**GIVEN TASK:** Retype each of the items below without changing anything, and leave the pictures out of your copy.

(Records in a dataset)
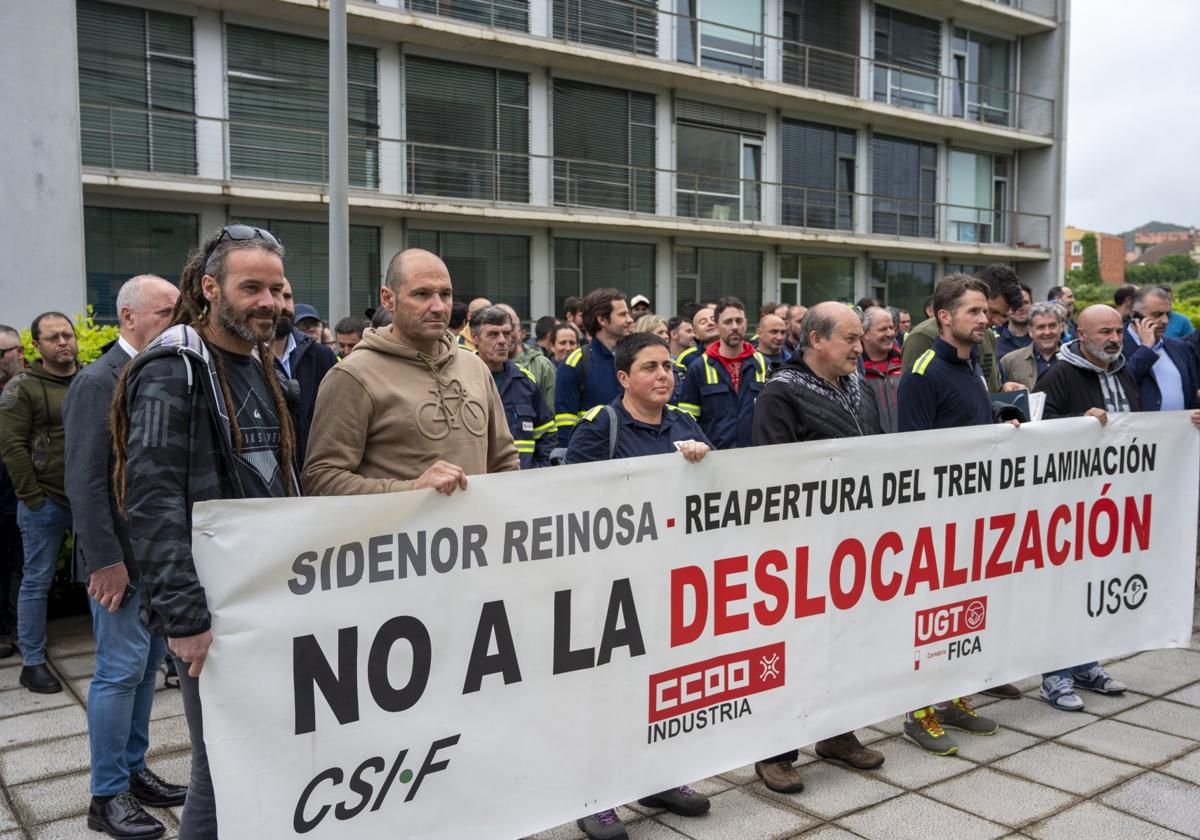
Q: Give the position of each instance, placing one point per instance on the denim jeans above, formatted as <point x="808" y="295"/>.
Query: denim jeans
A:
<point x="199" y="820"/>
<point x="1069" y="673"/>
<point x="121" y="694"/>
<point x="42" y="532"/>
<point x="12" y="561"/>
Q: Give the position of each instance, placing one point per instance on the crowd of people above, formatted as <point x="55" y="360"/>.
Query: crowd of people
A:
<point x="225" y="388"/>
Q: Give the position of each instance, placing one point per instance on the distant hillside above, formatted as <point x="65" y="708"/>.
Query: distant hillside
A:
<point x="1151" y="227"/>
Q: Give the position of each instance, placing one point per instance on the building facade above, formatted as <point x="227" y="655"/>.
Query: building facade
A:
<point x="795" y="150"/>
<point x="1109" y="249"/>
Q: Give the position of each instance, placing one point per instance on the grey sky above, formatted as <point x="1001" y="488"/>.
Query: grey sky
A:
<point x="1133" y="115"/>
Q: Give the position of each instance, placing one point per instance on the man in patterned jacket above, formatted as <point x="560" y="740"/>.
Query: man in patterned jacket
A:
<point x="201" y="415"/>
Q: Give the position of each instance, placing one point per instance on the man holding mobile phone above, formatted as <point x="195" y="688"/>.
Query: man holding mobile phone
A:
<point x="127" y="655"/>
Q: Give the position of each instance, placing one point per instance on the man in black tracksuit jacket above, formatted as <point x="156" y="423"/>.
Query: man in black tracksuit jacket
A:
<point x="817" y="395"/>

**OUTPUT:**
Q: Give the position of each instance, placing one point per instance on the denim jeans above, formatted as <point x="808" y="295"/>.
Query: denim jeans
A:
<point x="199" y="820"/>
<point x="1069" y="673"/>
<point x="121" y="694"/>
<point x="42" y="532"/>
<point x="12" y="561"/>
Q: Give the position of each instance, placing one point per instance on the crowd of people above, formatted as <point x="55" y="360"/>.
Query: crowd of people
A:
<point x="225" y="388"/>
Q: Give the position of each instance, placing one point per instance on the distant hillside above, formatted as <point x="65" y="708"/>.
Query: distant hillside
A:
<point x="1151" y="227"/>
Q: Give the position of each instance, placing one point per instance on the building facade above, formatted as <point x="227" y="655"/>.
Query: building facade
A:
<point x="795" y="150"/>
<point x="1109" y="249"/>
Q: Give the position of each instance, placing one point per instance on the grey sky above, formatted as <point x="1001" y="488"/>.
Query: grey sky
A:
<point x="1133" y="115"/>
Q: Give the position of each instance, placing one point per instance on the man in patterned jacket above, formatted as <point x="560" y="740"/>.
Query: man in patterned jacket
A:
<point x="201" y="415"/>
Q: Give the position of each instance, placing one point per instance on the man holding mobile phone above, formatted as <point x="195" y="688"/>.
Query: man holding mobile phone
A:
<point x="127" y="655"/>
Q: Give the position of each instance, placing one point per instance on the man in black tracksuit jacket above, formatted as <point x="156" y="423"/>.
Query: man in black tracksuit jacket
A:
<point x="817" y="395"/>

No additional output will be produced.